Document excerpt start
For many Canadian arts communities summertime usually means theatre in the park. This tradition, hearkening back to Ancient Greece, seeks to bring audience members out of the ‘black box’ and into the open air where the natural elements often heighten the artistic experience. Ottawa in particular is known for having a wide variety of theatre companies who produce theatre outdoors during the summer months including: Bear & Co.; A Company of Fools; Fâcheux Théâtre; Ottawa Stilt Union; and, the longest running, Odyssey Theatre Company. In its 32nd season, Odyssey has built its brand on re-imagining the style of Commedia dell’Arte in a fresh and contemporary way. That being said, the biggest challenge that comes along with producing repertory the classics today is translating the often dated stereotypes and ideas that are inherent in the playtexts given the cultural, socio-political, and geographical context when they were originally written. Odyssey Theatre and their newest production, The Amorous Servant by Carlo Goldoni, achieves this better than most, so it is worth exploring how this company subverts (but also, at times, inadvertently reinforces) these stereotypes to create stock theatre that stands strong in 2017.
Goldoni’s impact on Italian comedy was massive. Perhaps best known for his work Servant of Two Masters, Goldoni revolutionized Commedia (which, up until then, had been mostly improvised) by presenting the slapstick comedy alongside representations of actual life and mannerisms through the characters and their behaviours. The Amorous Servant, for example does exactly this, yet Goldini gives us a strong female protagonist who rallies against a patriarchal sociofamilial structure by taking her destiny into her own hands and who succeeds in getting what she wants. Though the play is a product of it’s time (1752), it presciently reflects the growing population of educated women which was to come.
To summarize briefly: the plot revolves around the young serving maid Corallina (played by Lise Cormier in this production) who takes on a “heroic and honourable journey” (show program, 2017) to reunite her elderly master Ottavio (David Warburton) with his recently exiled son Florindo (Christopher Allen), both of whom Corallina is very much devoted to. Eager to teach Beatrice (Suzanne Roberts Smith), Ottavio’s new “money-hungry” wife, a lesson, Corallina finds herself the puppet master of a rather grand plot that involves marriage contracts, familial reconciliation, and the ‘unmasking’ of villainous schemers.
Directed by Odyssey veteran Attila Clemmen, he describes Corallina as an “18th century feminist with 20th century charm. She’s breaking lace ceilings all over the place”. We see evidence of this in Corallina’s bold decision to move in with the young bachelor Florindo who has been kicked out of his family home as Beatrice eyes Florindo’s inheritance for her own son Lelio (Abraham Asto). The young widow Corallina constantly stresses that her feelings for Florindo are strictly platonic and that she sees him as a brother (often citing that they were nursed by the same woman, Corallina’s own mother as proof of their kinship), in spite of the less than positive assumptions the rest of the town makes about their living arrangement. Corallina’s outright refusal of Florindo’s marriage proposal, something that would have given her a more than comfortable and secure life, because she is acutely aware of the false motivation behind it (Florindo is motivated by gratitude rather than love) still resonates in 2017 as we see Corallina choose her own happiness and deny a paternalistic offer although it would be to her advantage economically.
Document excerpt end
→ Goal
Please print the review of The Amorous Servant from "Goldoni’s impact on" up to and including "was to come.", word for word.
Data supplied start
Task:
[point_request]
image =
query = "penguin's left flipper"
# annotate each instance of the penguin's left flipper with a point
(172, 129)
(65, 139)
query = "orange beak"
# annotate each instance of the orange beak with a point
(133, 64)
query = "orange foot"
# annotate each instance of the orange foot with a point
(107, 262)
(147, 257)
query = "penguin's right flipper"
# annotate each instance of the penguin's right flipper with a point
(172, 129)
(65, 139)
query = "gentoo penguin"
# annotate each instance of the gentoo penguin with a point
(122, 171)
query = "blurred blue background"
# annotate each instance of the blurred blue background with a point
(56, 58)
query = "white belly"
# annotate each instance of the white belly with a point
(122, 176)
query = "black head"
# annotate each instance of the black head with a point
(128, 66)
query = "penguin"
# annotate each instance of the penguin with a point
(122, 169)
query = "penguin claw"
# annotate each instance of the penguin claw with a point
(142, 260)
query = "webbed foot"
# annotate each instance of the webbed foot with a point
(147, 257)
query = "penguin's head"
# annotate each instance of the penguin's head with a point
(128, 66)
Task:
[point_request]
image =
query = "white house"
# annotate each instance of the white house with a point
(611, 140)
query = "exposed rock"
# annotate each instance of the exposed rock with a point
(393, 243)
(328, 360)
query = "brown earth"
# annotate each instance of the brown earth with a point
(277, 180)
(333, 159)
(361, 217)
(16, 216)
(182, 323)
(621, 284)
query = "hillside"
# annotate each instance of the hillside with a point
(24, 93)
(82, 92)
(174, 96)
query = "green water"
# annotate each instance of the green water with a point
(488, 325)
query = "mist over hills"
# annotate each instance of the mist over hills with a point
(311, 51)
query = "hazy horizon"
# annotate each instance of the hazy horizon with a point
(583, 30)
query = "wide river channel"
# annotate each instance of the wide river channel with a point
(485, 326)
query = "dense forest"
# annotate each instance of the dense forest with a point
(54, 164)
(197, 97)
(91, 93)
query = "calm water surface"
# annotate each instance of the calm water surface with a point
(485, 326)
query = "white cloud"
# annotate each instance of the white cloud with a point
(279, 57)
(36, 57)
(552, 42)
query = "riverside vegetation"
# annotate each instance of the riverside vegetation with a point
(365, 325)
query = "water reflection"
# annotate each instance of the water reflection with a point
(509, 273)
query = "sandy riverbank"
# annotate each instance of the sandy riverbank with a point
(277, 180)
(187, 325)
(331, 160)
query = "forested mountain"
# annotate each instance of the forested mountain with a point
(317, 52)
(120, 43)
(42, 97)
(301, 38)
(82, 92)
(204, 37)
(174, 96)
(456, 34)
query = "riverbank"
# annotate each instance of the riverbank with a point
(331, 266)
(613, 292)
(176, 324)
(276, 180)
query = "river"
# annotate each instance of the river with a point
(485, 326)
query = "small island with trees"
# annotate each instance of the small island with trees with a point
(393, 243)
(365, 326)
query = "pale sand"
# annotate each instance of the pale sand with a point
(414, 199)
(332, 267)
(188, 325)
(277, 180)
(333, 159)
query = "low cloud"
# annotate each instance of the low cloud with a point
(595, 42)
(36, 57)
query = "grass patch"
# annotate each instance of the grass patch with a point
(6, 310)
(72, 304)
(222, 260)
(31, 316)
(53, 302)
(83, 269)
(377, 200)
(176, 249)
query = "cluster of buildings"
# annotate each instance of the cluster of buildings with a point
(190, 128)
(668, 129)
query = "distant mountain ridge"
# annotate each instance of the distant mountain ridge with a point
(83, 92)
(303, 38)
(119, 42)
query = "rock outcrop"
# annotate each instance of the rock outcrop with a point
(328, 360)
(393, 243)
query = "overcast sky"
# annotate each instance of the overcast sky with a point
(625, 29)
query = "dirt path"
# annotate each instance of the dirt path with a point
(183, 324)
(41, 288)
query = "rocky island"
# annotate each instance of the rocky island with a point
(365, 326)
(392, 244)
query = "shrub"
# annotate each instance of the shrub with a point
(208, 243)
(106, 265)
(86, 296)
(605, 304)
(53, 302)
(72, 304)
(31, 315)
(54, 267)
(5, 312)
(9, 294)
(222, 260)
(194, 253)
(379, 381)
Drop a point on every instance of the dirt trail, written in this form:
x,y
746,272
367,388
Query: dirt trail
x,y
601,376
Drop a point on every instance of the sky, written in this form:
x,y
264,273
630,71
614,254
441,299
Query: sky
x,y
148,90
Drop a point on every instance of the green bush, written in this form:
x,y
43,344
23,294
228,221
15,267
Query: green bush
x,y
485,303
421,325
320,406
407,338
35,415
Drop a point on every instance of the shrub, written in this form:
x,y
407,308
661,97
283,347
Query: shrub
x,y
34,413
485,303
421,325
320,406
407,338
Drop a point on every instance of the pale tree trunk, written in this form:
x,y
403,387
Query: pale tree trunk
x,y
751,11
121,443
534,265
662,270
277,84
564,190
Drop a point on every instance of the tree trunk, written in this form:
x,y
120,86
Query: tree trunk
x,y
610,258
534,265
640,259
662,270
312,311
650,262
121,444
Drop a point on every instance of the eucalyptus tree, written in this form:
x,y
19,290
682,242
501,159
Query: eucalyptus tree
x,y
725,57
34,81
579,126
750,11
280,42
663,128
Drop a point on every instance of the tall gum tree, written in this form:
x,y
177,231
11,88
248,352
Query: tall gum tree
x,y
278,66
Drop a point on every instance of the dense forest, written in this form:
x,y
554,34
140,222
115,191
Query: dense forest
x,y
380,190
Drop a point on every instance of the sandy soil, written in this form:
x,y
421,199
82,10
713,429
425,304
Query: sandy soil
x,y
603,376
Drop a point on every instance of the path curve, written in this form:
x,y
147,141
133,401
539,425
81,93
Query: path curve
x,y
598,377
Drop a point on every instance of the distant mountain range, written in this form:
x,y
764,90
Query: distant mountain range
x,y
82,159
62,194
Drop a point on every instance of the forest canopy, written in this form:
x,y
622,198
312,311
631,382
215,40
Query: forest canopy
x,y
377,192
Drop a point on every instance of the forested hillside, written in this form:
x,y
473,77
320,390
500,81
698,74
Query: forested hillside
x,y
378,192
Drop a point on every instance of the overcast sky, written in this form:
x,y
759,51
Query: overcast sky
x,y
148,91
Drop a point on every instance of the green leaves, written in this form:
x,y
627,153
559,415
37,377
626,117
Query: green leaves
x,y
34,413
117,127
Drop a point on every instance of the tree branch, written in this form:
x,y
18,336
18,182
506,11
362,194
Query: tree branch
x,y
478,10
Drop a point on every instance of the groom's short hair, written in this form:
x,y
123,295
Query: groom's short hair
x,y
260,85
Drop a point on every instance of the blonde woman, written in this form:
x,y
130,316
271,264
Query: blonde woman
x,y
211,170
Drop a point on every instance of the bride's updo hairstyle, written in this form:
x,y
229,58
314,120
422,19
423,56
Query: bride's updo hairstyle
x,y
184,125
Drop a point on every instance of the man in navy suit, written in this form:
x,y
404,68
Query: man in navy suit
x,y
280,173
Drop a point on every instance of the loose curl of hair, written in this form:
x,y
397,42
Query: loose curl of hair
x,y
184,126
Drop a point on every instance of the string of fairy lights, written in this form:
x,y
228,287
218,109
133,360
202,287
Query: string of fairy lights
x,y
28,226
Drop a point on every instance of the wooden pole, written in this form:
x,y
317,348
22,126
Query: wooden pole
Data supplied end
Data supplied start
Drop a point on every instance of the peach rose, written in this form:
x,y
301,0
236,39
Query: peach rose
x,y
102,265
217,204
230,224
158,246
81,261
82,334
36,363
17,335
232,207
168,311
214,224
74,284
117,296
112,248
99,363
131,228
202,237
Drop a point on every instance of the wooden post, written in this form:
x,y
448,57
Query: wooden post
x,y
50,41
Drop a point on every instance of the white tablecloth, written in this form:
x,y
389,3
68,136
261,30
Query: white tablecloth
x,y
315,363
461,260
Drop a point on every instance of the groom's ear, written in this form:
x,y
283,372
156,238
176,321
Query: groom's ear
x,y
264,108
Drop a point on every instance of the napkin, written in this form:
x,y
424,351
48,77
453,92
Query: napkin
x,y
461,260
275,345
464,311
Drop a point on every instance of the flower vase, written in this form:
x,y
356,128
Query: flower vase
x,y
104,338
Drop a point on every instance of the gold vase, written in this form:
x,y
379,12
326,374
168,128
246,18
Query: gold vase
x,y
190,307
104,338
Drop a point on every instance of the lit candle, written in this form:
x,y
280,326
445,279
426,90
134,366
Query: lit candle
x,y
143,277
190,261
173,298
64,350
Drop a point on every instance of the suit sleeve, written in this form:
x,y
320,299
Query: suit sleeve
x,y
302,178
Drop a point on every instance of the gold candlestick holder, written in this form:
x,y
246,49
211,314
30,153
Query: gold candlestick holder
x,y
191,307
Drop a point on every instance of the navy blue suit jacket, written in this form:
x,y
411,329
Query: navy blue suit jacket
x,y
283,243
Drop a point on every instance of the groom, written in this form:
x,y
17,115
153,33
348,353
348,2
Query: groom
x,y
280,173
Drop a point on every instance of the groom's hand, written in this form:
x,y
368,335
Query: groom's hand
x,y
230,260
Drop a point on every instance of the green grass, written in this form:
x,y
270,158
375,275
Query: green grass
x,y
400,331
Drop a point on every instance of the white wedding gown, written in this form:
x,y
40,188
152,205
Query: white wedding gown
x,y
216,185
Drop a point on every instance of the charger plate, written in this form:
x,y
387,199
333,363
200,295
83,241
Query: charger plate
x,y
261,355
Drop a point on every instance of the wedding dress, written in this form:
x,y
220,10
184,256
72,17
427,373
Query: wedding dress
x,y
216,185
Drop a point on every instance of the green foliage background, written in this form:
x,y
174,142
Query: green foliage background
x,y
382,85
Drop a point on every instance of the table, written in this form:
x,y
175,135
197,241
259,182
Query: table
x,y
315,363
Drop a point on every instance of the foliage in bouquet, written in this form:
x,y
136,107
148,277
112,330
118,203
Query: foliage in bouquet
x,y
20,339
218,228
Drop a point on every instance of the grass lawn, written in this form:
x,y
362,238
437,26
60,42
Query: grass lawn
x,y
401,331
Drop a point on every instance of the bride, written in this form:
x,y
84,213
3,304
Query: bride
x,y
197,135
Data supplied end
→ Result for this task
Goldoni’s impact on Italian comedy was massive. Perhaps best known for his work Servant of Two Masters, Goldoni revolutionized Commedia (which, up until then, had been mostly improvised) by presenting the slapstick comedy alongside representations of actual life and mannerisms through the characters and their behaviours. The Amorous Servant, for example does exactly this, yet Goldini gives us a strong female protagonist who rallies against a patriarchal sociofamilial structure by taking her destiny into her own hands and who succeeds in getting what she wants. Though the play is a product of it’s time (1752), it presciently reflects the growing population of educated women which was to come.